EXERCISE DETAILS
Reproduce the complete set of records, exactly as they appear.

RECORDED INFORMATION

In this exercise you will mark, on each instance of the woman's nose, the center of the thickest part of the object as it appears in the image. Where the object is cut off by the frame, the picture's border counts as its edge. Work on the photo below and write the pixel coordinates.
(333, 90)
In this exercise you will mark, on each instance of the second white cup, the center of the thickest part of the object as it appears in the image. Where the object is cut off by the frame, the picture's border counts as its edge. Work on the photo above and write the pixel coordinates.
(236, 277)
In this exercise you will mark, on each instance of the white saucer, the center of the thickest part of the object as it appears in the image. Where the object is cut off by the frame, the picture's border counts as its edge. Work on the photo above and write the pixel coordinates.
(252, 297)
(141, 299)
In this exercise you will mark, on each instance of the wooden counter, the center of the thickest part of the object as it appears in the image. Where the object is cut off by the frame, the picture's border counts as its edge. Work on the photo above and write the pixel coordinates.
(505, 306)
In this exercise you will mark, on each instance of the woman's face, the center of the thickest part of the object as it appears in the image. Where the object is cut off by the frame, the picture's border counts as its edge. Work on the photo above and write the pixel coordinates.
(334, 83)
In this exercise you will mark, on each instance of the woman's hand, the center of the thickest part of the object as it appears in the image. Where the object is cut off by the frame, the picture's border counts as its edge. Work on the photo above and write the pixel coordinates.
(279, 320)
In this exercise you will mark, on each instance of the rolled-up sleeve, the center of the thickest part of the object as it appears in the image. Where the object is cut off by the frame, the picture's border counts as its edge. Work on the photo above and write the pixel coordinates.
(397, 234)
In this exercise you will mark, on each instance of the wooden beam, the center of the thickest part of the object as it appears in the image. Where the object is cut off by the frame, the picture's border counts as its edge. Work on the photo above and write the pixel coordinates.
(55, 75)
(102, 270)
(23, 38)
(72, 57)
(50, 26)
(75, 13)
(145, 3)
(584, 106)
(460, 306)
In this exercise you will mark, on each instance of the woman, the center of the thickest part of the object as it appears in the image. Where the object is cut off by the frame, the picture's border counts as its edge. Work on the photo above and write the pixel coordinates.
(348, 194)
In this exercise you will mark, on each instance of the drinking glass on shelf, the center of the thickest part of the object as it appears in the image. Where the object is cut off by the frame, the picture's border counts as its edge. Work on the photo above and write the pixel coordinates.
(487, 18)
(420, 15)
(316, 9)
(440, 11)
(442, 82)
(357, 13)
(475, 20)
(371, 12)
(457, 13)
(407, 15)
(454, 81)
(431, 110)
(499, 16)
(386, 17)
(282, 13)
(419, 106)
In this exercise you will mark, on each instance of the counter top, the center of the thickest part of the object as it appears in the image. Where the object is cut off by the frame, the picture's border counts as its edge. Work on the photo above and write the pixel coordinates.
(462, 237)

OUTPUT OF THE TASK
In this exercise you will mark, on each instance of the woman's nose, the center of the thickest part of the object as it appears in the image. Where the object is cut off by the frame, the picture's border counts as its edge. Work on the photo below and write the pixel coordinates.
(333, 90)
In this exercise you will mark, on each instance of the second white cup, the center of the thickest part of the object as it appears in the image. Where the object is cut off by the frame, the picture's border counts as its edge. Work on the photo above and write the pixel coordinates.
(236, 277)
In this exercise you will mark, on each instance of the white saucer, the center of the thickest part of the object as it appears in the image. Where the object is cut off by the frame, the picture's border counts as its edge. Work on the photo above and write the pixel coordinates.
(252, 297)
(141, 299)
In this exercise you will mark, on each instance of the wooden counter, the center of the thickest part of the object as it appears in the image. Where the object is cut off by the frame, the picture's border counts as its edge. Work on the photo above and write the pixel coordinates.
(505, 306)
In this exercise you will mark, on each instance of the woman's face, the center of the thickest part of the object as it appears in the image. Where the object is cut off by the frame, the picture's border counts as its edge. Work on the photo above and write the pixel coordinates.
(334, 83)
In this exercise you will mark, on each instance of the woman's hand, the center of the thickest part of the object as it appears in the image. Where the object is cut off by the frame, the picture's border counts as its edge. Work on the photo above and write the pixel coordinates.
(279, 320)
In this exercise you will mark, on each instance of the rolled-up sleeve, the center of the thickest part of the object as it appears in the image. Where the object is cut off by the frame, the picture's border counts as its edge. Work on the photo above and write the pixel coordinates.
(397, 234)
In this exercise you will mark, on each instance of the wooden beam, the center of the thickest part of the object as it appears in the image. Where the object is cut off by the frame, the picture's border counts as its edge. Work on the photo above and write the pixel coordinates.
(55, 75)
(102, 270)
(23, 38)
(72, 57)
(50, 26)
(75, 13)
(145, 3)
(584, 106)
(460, 306)
In this exercise you will mark, on each instance of the woman, the center of the thickest part of the object as it appears in the image. Where the object is cut off by the frame, the picture's border counts as its edge. Work on the photo above and write the pixel coordinates.
(348, 194)
In this exercise you will mark, on each instance of the drinking glass on shelf, the center of the thickest part of the object as it appears in the image. Where the object is cut off by the frame, the picture's border counts as its edge. Work on the photo above and write the pixel coordinates.
(487, 18)
(420, 15)
(316, 9)
(440, 11)
(442, 82)
(357, 13)
(475, 20)
(371, 12)
(457, 13)
(407, 15)
(454, 81)
(431, 110)
(499, 16)
(386, 17)
(282, 13)
(419, 106)
In this exercise you will mark, on each instance of the counter top, the center of the thickest part of the object as it appears in the image. Where the object is cut off by the frame, the picture's border counts as its edge. Work on the photo above and write the pixel coordinates.
(462, 237)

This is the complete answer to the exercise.